::: Input for this task :::
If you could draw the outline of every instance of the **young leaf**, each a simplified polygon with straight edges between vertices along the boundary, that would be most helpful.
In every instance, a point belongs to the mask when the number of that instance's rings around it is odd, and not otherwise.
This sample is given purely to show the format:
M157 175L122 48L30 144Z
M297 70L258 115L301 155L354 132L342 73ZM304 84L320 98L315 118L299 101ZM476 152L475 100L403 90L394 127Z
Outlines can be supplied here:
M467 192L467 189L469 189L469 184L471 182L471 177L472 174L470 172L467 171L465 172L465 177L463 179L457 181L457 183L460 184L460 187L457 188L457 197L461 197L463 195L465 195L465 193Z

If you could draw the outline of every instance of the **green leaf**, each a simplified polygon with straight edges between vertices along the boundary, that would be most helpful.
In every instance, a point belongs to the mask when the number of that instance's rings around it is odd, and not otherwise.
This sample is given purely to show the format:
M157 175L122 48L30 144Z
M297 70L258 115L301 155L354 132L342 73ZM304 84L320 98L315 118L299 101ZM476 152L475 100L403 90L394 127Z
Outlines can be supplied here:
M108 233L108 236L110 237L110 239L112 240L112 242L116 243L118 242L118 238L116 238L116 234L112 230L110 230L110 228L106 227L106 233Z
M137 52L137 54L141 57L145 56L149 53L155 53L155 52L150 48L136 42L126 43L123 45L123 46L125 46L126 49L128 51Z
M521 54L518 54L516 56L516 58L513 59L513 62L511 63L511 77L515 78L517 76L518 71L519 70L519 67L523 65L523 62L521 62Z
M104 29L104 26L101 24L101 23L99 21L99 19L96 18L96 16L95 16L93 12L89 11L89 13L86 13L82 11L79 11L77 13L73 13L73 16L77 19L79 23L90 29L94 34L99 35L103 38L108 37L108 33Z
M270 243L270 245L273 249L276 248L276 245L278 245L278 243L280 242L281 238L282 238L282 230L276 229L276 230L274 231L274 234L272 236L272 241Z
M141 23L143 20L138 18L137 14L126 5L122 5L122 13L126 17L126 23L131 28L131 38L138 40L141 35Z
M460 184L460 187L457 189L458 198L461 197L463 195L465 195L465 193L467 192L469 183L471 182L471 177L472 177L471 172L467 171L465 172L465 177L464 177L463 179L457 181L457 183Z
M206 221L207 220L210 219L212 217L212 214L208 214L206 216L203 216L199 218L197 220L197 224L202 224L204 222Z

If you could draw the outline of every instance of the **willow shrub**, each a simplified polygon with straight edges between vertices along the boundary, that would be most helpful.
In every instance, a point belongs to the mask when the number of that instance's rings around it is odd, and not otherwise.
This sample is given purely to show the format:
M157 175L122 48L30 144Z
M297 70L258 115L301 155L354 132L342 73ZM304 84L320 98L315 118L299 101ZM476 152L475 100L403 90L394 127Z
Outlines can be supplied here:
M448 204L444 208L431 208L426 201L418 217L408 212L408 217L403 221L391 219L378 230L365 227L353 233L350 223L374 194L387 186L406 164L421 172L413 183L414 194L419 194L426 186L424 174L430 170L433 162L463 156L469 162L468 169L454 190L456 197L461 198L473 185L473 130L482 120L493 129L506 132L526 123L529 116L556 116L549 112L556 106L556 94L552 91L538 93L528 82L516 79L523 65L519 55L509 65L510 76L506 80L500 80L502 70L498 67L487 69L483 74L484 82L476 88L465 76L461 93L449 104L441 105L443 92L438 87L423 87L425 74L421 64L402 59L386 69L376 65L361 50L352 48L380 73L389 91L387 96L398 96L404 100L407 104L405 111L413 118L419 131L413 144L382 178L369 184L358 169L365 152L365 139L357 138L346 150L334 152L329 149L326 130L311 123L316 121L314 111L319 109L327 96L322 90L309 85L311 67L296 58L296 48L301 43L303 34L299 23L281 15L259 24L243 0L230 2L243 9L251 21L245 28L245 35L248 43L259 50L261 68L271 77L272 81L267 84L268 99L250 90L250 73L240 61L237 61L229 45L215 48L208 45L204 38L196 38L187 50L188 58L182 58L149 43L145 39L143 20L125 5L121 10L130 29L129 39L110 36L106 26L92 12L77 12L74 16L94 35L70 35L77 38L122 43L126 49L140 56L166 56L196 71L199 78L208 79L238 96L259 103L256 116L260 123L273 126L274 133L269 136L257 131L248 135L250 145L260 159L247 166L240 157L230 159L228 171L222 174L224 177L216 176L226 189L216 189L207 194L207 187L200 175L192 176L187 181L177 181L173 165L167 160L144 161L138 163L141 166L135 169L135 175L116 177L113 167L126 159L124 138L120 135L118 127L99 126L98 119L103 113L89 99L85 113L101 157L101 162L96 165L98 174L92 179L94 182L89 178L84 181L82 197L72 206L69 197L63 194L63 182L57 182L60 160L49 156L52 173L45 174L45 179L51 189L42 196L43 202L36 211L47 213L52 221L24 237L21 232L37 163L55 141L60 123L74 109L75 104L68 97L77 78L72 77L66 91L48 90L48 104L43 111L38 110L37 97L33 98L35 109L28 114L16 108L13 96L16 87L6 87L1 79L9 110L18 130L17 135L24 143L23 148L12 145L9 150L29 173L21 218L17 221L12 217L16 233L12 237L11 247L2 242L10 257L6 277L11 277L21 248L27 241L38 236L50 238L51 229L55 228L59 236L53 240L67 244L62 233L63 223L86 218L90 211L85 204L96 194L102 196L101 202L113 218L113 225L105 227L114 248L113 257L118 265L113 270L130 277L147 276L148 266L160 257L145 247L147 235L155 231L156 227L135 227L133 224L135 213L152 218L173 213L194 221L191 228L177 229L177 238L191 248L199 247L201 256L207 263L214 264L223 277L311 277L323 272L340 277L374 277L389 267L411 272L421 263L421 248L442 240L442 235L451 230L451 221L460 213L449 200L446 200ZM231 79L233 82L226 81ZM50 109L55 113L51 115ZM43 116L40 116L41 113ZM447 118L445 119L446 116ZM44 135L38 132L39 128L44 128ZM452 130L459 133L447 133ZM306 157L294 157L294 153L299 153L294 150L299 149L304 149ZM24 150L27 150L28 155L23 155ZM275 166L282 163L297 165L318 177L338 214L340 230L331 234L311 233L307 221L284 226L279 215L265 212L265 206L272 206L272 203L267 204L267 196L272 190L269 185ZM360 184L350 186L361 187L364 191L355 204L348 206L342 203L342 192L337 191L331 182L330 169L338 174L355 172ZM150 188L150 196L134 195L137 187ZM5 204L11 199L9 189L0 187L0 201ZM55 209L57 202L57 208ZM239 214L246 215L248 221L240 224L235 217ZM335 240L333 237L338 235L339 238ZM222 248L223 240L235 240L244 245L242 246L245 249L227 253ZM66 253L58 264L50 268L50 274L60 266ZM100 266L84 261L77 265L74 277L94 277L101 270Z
:::
— Challenge —
Could you arrange the lines of the entries above as a Markdown table with the columns Row and Entry line, starting at the line that contains "of the **green" and stopping after the line that contains "M206 221L207 220L210", with blank lines left out?

— Exercise answer —
| Row | Entry line |
|---|---|
| 1 | If you could draw the outline of every instance of the **green leaf**, each a simplified polygon with straight edges between vertices along the boundary, that would be most helpful. |
| 2 | In every instance, a point belongs to the mask when the number of that instance's rings around it is odd, and not otherwise. |
| 3 | This sample is given purely to show the format: |
| 4 | M157 175L122 48L30 144Z |
| 5 | M297 70L258 115L301 155L354 132L342 73ZM304 84L320 98L315 118L299 101ZM476 152L475 100L403 90L394 127Z |
| 6 | Outlines can be supplied here: |
| 7 | M108 233L108 236L110 237L110 239L112 240L112 242L116 243L118 242L118 238L116 238L116 234L112 230L110 230L110 228L106 227L106 233Z |
| 8 | M137 52L137 54L141 57L145 56L149 53L155 53L155 52L150 48L136 42L126 43L123 45L123 46L125 46L126 49L128 51Z |
| 9 | M521 54L518 54L516 56L516 58L513 59L513 62L511 63L511 77L515 78L517 76L518 71L519 70L519 67L523 65L523 62L521 62Z |
| 10 | M104 29L104 26L101 24L101 23L99 21L99 19L96 18L96 16L95 16L93 12L89 11L89 13L86 13L82 11L79 11L77 13L73 13L73 16L77 19L79 23L90 29L94 34L99 35L103 38L108 37L108 33Z |
| 11 | M270 243L270 245L273 249L276 248L276 245L278 245L278 243L280 242L281 238L282 238L282 230L276 229L276 230L274 231L274 234L272 236L272 241Z |
| 12 | M141 23L143 20L138 18L137 14L126 5L122 5L122 13L126 17L126 23L131 28L131 38L138 40L141 35Z |
| 13 | M460 184L460 187L457 189L458 198L461 197L463 195L465 195L465 193L467 192L469 183L471 182L471 177L472 177L471 172L467 171L465 172L465 177L464 177L463 179L457 181L457 183Z |
| 14 | M206 221L207 220L210 219L212 217L212 214L208 214L206 216L203 216L199 218L197 220L197 224L202 224L204 222Z |